Supplied records Block Start
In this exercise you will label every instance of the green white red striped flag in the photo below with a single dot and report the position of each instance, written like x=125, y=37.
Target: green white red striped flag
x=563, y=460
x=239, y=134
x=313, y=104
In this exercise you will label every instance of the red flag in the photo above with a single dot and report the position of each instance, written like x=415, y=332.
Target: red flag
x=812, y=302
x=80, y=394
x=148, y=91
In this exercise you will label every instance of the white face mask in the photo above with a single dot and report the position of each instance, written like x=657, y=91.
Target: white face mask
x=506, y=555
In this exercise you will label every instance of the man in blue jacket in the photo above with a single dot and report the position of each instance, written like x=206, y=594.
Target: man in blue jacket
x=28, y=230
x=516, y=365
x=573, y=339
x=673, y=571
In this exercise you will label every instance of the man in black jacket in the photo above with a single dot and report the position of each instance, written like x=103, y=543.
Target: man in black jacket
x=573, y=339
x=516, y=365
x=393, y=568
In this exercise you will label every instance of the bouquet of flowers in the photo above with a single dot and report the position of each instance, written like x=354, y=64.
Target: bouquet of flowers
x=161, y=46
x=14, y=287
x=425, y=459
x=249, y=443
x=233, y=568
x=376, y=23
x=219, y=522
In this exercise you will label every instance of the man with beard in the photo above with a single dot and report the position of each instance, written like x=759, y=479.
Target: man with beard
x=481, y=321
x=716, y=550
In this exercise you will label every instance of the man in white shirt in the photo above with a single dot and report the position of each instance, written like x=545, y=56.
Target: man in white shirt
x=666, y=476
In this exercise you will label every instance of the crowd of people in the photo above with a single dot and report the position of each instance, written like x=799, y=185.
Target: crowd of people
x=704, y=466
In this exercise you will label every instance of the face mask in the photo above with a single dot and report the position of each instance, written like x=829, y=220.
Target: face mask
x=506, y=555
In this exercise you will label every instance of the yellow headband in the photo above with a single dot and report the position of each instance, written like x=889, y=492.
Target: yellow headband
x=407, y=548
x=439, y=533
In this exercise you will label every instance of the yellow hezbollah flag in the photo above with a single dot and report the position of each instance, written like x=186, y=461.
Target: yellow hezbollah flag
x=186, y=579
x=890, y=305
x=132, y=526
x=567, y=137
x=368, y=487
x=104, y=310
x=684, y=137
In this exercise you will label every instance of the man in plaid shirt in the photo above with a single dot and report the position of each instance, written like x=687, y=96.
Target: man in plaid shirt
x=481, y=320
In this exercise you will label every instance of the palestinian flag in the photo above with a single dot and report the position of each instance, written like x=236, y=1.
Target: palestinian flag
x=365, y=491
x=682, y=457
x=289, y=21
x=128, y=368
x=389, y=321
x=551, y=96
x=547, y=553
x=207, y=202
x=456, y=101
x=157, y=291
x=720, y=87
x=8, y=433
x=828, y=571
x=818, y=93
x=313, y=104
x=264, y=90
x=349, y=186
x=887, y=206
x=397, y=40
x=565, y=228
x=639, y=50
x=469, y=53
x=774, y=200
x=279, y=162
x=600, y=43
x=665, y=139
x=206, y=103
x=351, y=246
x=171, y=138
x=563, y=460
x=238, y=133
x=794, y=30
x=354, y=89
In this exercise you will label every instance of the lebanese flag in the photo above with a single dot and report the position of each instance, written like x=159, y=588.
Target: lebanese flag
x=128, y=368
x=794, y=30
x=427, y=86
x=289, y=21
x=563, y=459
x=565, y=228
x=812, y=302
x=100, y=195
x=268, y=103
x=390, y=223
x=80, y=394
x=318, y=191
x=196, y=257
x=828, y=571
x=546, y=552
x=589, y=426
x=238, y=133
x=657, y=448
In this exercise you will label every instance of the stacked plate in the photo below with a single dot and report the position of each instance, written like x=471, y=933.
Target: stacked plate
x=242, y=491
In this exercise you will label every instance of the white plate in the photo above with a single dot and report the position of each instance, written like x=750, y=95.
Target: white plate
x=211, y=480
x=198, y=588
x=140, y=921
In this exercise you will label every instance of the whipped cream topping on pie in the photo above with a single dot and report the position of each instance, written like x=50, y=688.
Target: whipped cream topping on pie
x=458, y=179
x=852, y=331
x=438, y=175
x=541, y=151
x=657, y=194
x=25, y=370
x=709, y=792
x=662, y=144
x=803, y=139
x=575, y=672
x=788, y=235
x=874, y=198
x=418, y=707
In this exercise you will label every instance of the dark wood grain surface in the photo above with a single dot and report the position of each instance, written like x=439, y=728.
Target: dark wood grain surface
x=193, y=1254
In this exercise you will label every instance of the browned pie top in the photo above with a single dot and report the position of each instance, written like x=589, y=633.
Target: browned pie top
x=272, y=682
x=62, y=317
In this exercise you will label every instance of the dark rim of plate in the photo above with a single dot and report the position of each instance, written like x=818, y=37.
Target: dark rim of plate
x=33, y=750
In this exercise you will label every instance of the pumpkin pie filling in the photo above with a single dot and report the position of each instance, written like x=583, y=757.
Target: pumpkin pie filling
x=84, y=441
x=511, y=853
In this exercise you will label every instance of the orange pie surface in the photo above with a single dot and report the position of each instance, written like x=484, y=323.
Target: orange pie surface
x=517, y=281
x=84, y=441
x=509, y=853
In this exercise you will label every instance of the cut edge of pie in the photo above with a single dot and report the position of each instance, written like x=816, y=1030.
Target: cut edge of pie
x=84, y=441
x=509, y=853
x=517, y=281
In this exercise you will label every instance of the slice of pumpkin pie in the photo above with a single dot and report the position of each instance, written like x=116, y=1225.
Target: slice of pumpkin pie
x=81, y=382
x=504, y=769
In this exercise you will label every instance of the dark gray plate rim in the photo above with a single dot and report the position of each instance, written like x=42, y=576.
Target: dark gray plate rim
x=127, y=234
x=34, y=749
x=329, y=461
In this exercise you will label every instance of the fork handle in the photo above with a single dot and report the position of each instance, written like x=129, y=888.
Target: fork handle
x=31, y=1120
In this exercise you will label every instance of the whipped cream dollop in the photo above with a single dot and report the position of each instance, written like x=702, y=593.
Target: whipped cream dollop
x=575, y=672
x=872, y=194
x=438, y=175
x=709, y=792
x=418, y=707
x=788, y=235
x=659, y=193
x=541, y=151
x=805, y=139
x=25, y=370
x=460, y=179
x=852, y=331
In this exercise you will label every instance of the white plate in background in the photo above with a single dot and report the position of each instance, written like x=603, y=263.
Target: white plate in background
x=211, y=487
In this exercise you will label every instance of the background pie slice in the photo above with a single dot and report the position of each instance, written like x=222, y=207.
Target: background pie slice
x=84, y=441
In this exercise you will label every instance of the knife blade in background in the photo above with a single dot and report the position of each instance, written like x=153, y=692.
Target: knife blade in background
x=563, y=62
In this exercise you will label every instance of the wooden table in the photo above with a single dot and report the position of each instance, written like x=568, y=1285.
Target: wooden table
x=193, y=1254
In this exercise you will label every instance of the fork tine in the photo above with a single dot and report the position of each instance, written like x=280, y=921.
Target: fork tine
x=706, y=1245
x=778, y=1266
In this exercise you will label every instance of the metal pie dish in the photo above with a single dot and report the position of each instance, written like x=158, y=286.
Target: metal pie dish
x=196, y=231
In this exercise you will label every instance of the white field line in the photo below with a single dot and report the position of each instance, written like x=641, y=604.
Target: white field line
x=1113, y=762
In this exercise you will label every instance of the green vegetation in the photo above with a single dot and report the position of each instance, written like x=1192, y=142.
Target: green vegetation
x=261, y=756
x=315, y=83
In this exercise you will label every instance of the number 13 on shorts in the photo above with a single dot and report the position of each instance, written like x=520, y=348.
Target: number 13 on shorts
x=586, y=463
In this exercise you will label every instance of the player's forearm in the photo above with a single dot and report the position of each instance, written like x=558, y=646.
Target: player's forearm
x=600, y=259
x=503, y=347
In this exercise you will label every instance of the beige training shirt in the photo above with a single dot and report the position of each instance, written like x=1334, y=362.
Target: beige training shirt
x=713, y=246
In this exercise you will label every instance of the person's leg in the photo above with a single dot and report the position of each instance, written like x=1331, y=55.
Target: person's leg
Supplied records Block End
Give the exact lines, and only those, from the line containing "In this exercise you will label every instance of the cut" through the line containing "like x=42, y=576." in the entries above.

Expected answer »
In this exercise you will label every instance of the cut edge of pie in the photo above with a single dot and report the position of each instance, written like x=816, y=1030.
Target: cut edge of pie
x=84, y=441
x=509, y=853
x=517, y=281
In this exercise you will label every instance of the slice of pumpkin pie in the photo above with a single dot and report the position of each instance, written like x=116, y=1225.
Target: slice of pumpkin pie
x=81, y=382
x=504, y=769
In this exercise you will label every instance of the dark gray plate rim in the photo above with a single dot and report the position of each instance, written like x=42, y=576.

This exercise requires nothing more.